╭─ EXERCISE DATA

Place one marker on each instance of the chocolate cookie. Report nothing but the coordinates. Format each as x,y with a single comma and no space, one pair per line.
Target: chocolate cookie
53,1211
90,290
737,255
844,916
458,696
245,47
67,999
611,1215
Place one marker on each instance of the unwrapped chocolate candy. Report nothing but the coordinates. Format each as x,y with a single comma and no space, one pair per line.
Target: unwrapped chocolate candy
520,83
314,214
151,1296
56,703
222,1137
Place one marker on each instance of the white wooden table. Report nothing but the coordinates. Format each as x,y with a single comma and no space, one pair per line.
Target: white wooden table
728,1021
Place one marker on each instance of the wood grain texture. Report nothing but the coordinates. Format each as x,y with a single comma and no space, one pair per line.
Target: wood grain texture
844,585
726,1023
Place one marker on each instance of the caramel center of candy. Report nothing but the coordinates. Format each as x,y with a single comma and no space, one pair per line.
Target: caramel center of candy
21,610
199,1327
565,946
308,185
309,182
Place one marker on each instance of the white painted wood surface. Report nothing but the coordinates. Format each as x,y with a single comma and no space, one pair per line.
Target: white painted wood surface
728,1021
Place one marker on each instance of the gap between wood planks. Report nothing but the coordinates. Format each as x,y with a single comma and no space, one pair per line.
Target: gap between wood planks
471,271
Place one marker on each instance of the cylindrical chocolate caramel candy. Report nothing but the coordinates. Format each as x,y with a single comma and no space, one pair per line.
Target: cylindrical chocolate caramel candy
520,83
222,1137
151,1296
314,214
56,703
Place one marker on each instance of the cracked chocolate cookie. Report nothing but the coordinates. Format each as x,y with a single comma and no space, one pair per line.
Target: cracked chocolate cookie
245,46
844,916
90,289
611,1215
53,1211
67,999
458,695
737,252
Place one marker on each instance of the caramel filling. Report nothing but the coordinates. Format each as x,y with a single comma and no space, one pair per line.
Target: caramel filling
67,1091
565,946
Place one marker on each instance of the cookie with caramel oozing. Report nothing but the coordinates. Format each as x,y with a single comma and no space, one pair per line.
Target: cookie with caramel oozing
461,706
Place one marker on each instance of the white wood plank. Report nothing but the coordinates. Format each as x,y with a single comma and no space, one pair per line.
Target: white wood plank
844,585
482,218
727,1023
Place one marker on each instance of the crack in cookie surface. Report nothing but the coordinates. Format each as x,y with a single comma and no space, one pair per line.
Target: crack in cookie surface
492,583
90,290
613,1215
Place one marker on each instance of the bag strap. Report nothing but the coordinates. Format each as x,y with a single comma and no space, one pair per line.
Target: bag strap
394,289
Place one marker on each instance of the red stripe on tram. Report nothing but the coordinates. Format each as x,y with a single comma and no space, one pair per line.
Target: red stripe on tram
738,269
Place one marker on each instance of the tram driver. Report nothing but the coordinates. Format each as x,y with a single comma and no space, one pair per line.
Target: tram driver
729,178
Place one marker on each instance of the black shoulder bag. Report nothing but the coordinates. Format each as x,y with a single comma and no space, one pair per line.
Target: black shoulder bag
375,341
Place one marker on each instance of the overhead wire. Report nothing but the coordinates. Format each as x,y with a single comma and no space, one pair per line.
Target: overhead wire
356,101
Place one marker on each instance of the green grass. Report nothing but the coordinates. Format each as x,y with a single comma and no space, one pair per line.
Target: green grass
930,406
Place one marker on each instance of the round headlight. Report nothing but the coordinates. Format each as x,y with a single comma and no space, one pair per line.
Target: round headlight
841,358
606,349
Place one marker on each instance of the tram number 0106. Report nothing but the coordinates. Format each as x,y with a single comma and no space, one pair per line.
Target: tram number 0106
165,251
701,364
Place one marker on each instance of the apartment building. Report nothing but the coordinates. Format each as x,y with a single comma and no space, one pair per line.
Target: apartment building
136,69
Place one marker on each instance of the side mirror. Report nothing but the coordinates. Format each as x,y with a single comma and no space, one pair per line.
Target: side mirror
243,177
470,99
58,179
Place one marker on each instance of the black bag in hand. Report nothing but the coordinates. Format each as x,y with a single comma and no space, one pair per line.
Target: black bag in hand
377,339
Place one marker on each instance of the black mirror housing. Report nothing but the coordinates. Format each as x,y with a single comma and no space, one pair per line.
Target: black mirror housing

╰─

[TASK DETAILS]
This task calls for every entry above to be transcribed exactly.

[REPLY TO THE TASK]
Place one marker on each instance of the chocolate cookie. Report nothing but the coordinates. Format each as x,y with a single comma and no space, one pair per line.
Target: chocolate cookie
53,1211
90,290
737,255
844,916
458,696
245,47
67,999
611,1215
Place one marker on each instance of the unwrapped chocolate candy. Report nothing but the coordinates. Format each as x,y with a single comma and no space, one pair per line.
Target: unwrapped chocolate candy
520,83
314,214
151,1296
56,703
222,1137
Place one marker on each instance of the white wooden table. Report nothing but the coordinates. Format each as x,y with a single comma and no space, one pair per line.
Target: white wooden table
728,1021
Place one marker on each instance of the wood grain texture. Report nothing but the coordinates. Format each as x,y with a single comma and no space, one pair per line.
Target: wood grain texture
844,585
726,1023
Place one marker on each instance of the caramel center of candy. Report nothing but the coordinates. Format each as x,y with a single comma and no space, one pair per line.
Target: caramel center of candy
21,610
199,1327
565,946
308,185
309,182
Place one marker on each instance of the white painted wood surface. Report nothing but the coordinates. Format each as x,y with a single comma and no space, one pair per line.
Target: white painted wood surface
728,1021
Place one marker on each instance of the gap between wood planks. Report nothing but the coordinates. Format each as x,y with a single comma and no space, one pair per line.
Target: gap between wood planks
471,271
Place one marker on each instance of the cylindrical chocolate caramel candy. Report nothing but the coordinates. Format each as x,y with a single comma and no space, one pair per line.
Target: cylindrical chocolate caramel candy
520,83
222,1137
151,1296
314,214
56,703
Place one marker on each instance of the cracked chocolate cookie. Report nothing but the coordinates. Format each as x,y with a single comma and no space, one pair per line.
Target: cracked chocolate cookie
245,46
844,916
90,289
611,1215
53,1211
67,999
458,695
737,252
Place one marker on each instance of the caramel filling. Report nothing but the coordinates. Format each as x,y with a single comma and no space, one pair per line.
Target: caramel filling
67,1091
565,946
Place one marker on each instance of the cookie with caramel oozing. Report nothing but the coordinates. Format each as x,y with a single comma and no space, one pair per line.
Target: cookie with caramel oozing
461,706
Place one marker on each instance of the white wood plank. Report nothing but the coordinates. Format each as x,y with a single comma and no space, one pair per line.
Target: white wood plank
844,585
482,218
727,1023
Place one marker on each instance of the crack in cookie surface. Report nothing but the coordinates. Format each as x,y with a single comma and no space, one pair per line.
Target: crack in cookie surface
492,583
90,290
613,1215
Place one marker on each instance of the bag strap. Report nothing but the coordinates. Format each as x,y with a single comma and no space, one pair per line.
Target: bag strap
394,289
Place one marker on each instance of the red stripe on tram. Report nothing but the coordinates. Format each as x,y with a single comma and no space, one pair per line.
Target: red stripe on tram
738,269
Place one marker on each instance of the tram driver. Report nothing but the coordinates. Format each as x,y with a single comma and no space, one pair per line.
Target: tram driver
729,178
Place one marker on each instance of the black shoulder bag. Report nothing but the coordinates. Format each as x,y with a single comma and no space, one pair per line.
Target: black shoulder bag
375,341
Place one marker on each instance of the overhead wire. Report nothing but the coordinates. Format each as x,y with a single comma and no space, one pair per line.
Target: overhead wire
356,101
Place one marker on each instance of the green grass. Report nothing but the coordinates. Format each as x,y with a single comma and no space, one pair per line.
Target: green grass
930,406
Place one marker on each instance of the round headlight. Report nothing but the coordinates. Format each as x,y with a single comma and no space, one pair per line.
Target: round headlight
841,358
606,349
Place one marker on each instance of the tram number 0106. Report nothing but the coordinates. Format each as x,y with a single comma and no space, one pair per line.
Target: tram number 0106
165,251
701,364
Place one marker on each instance of the apartment building. Report nothing but the coordinates. Format each as x,y with a single comma and no space, one pair per line.
Target: apartment building
136,69
Place one marker on each instance of the side mirror. Report nothing but the coordinates. Format each as x,y with a single comma and no space, one pair per line.
Target: side mirror
243,177
470,99
58,179
Place one marker on each instance of the black bag in hand. Report nothing but the coordinates. Format each as x,y with a single comma and no space, one pair per line.
Target: black bag in hand
377,339
Place one marker on each instance of the black mirror housing. Report nothing but the coordinates. Format each as x,y with a single comma and no space, one pair per line.
Target: black mirror housing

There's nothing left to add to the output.